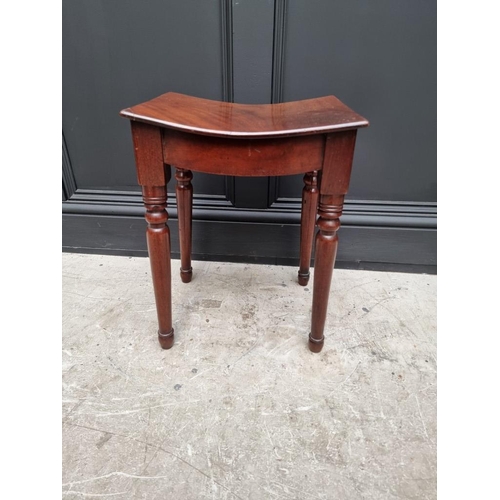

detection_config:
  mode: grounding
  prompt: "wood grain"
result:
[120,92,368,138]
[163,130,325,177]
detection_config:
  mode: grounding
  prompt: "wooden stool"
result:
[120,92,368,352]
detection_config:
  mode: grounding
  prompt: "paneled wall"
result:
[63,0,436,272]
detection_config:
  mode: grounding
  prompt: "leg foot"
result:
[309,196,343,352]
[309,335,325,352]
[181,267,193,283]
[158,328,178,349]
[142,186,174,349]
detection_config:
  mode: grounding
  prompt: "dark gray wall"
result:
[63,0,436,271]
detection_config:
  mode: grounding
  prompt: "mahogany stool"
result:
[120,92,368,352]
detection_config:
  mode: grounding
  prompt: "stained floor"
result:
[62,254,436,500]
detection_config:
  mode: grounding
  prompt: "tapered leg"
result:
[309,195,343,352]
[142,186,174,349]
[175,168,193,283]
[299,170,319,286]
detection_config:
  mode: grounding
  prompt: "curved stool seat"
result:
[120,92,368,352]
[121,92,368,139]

------

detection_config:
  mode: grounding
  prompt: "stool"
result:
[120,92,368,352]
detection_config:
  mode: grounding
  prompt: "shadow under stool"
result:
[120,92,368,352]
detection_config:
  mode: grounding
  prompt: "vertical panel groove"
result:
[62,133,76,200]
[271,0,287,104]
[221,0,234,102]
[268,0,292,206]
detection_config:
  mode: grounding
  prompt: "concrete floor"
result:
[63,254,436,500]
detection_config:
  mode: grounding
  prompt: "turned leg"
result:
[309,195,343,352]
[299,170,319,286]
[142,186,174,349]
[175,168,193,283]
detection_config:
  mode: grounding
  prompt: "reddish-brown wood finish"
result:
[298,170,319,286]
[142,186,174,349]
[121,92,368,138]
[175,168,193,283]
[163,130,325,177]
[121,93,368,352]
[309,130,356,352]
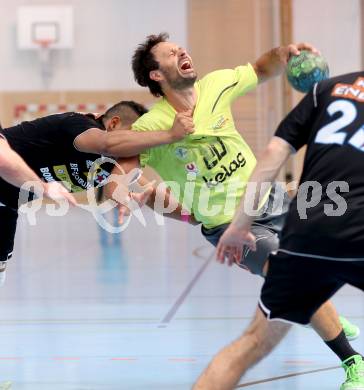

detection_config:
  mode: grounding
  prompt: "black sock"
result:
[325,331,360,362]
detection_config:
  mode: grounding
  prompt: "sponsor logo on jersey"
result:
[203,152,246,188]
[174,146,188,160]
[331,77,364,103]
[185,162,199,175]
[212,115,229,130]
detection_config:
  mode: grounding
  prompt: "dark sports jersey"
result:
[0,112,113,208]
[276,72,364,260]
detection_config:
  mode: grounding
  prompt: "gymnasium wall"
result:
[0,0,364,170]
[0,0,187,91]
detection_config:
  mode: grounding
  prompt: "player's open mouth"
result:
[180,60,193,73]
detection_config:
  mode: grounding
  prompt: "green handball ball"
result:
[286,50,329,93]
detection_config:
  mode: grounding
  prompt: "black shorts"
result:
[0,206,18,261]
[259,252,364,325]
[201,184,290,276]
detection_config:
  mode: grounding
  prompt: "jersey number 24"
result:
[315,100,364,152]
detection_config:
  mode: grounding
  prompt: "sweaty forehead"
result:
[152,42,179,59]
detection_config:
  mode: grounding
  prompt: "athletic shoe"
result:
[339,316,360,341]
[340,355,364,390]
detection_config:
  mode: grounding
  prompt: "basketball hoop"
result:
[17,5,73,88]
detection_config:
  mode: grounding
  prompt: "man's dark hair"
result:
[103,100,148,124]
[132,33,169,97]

------

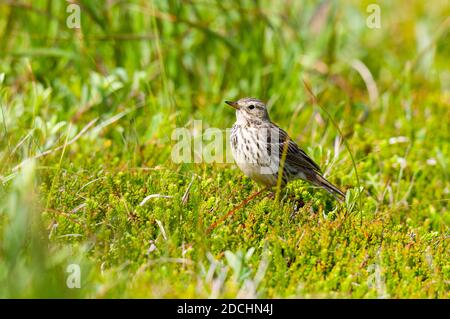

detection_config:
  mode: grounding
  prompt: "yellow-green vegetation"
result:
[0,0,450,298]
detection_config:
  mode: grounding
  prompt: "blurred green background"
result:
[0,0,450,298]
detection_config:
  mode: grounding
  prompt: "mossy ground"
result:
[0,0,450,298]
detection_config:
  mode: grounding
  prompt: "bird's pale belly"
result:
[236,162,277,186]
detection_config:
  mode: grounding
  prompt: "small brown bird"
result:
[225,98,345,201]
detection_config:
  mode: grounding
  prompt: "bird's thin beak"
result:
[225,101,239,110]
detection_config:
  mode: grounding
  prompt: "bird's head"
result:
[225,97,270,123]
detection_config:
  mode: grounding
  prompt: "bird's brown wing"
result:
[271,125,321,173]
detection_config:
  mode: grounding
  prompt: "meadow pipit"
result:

------

» What you need to do
Pick out every line in the records above that contains the word "floor", and copy each one in full.

» Task output
  prompt: "stained floor"
  prompt: "concrete floor"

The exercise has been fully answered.